## What you need to do
Collect every line in the entries below that contains the word "tree", and copy each one in full.

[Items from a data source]
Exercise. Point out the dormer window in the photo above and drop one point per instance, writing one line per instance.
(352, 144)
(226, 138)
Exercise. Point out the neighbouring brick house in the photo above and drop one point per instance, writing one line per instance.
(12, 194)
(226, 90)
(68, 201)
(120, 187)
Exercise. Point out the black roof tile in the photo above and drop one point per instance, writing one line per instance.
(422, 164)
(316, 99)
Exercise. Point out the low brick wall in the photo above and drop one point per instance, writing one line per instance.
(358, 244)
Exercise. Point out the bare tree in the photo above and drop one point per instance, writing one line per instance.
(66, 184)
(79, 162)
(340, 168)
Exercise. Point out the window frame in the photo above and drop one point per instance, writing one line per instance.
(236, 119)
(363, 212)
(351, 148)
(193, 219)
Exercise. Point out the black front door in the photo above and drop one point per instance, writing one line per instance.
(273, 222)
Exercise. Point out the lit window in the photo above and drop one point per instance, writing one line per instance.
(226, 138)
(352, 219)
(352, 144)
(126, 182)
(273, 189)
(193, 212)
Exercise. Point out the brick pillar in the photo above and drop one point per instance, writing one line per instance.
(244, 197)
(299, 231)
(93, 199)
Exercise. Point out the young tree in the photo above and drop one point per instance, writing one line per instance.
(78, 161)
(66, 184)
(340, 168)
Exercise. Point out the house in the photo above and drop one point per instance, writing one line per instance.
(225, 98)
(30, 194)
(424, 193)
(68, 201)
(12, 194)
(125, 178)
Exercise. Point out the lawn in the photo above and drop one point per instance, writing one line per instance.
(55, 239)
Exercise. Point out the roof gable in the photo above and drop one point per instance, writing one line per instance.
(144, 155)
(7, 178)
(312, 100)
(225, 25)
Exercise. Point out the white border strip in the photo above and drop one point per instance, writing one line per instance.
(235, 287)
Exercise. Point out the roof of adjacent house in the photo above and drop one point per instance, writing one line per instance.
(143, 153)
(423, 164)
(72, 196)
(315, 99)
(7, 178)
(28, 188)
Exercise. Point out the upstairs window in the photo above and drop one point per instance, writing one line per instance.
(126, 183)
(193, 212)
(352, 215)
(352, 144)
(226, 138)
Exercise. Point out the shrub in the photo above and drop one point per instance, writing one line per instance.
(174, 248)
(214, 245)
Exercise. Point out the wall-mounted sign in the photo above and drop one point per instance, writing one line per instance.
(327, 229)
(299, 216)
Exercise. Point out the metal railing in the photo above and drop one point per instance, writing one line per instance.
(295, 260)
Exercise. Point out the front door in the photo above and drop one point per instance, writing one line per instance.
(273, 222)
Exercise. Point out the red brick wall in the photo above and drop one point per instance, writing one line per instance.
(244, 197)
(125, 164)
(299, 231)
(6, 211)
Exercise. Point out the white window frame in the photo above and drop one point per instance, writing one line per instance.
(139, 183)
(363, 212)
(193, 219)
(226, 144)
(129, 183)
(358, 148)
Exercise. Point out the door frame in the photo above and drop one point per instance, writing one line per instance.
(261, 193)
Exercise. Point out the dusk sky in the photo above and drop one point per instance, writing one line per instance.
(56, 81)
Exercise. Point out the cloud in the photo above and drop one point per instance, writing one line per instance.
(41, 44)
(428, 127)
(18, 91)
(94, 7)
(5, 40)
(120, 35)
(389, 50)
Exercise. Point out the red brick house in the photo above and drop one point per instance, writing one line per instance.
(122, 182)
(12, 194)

--

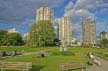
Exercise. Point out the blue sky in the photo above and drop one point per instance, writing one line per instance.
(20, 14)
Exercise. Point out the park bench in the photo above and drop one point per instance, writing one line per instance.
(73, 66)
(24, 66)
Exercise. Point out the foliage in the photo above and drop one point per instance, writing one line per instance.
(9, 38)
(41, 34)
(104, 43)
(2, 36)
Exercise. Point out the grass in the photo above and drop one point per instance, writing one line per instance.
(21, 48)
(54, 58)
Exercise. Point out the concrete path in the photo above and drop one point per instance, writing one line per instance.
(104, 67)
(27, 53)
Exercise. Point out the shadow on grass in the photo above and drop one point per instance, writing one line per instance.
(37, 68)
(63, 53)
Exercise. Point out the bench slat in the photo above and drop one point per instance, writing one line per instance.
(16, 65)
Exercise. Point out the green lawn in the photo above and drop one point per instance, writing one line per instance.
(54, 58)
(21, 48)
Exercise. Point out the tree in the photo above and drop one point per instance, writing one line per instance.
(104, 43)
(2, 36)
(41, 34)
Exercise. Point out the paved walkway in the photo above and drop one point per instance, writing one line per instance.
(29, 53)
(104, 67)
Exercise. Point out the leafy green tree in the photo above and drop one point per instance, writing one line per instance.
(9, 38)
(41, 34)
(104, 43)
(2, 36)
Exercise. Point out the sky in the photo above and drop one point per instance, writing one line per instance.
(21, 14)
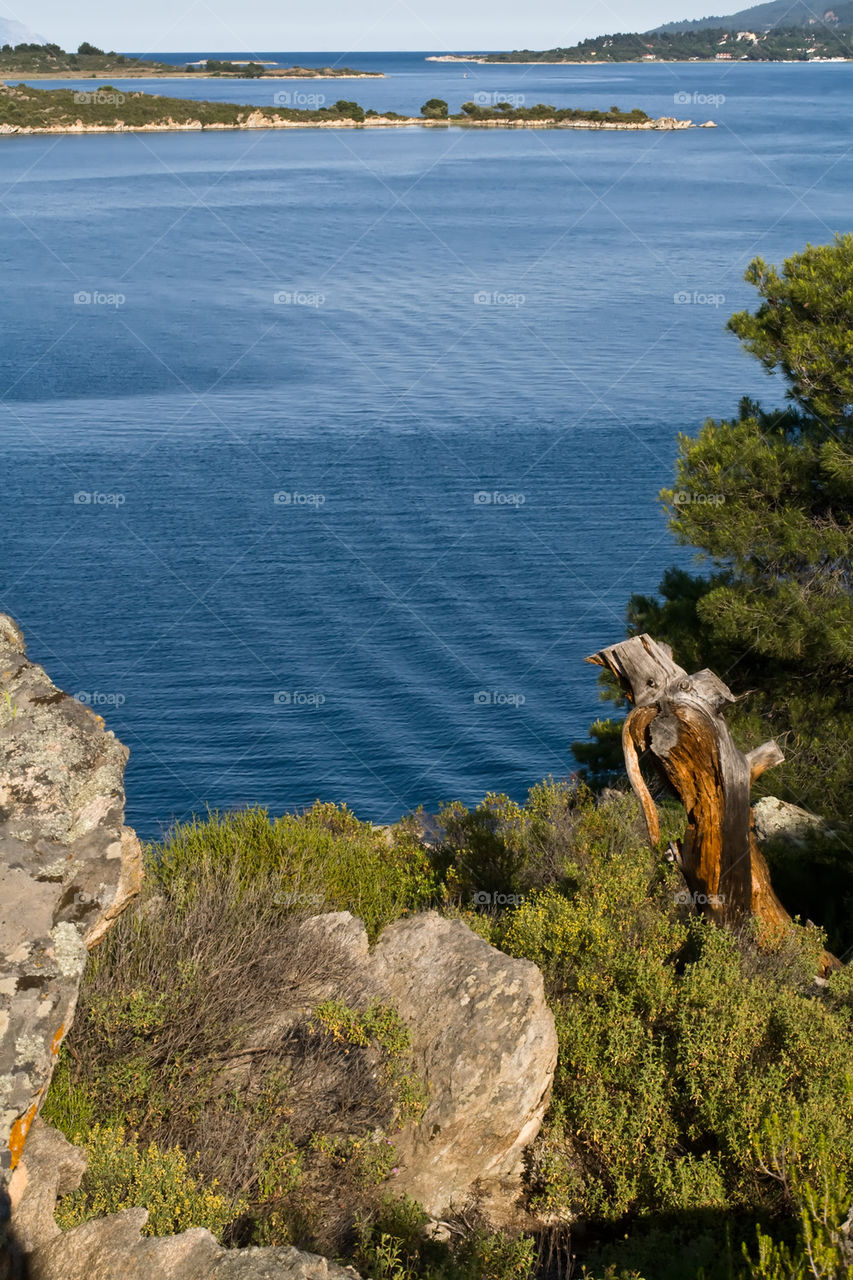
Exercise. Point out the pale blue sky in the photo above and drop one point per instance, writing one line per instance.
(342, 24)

## Result
Exercise. Point out the bare tree in the photo above and drop one point per instance, writing one line per instance.
Exercise. Point out the young tree in the photo above and drop one point per instance, writing one line per instance.
Exercise. Point out the tree in the photo above and drop one point per instance, writing one line per instance.
Exercise. Point out the leafy green tree in the photo above and drop one point per instance, writing one line per instance.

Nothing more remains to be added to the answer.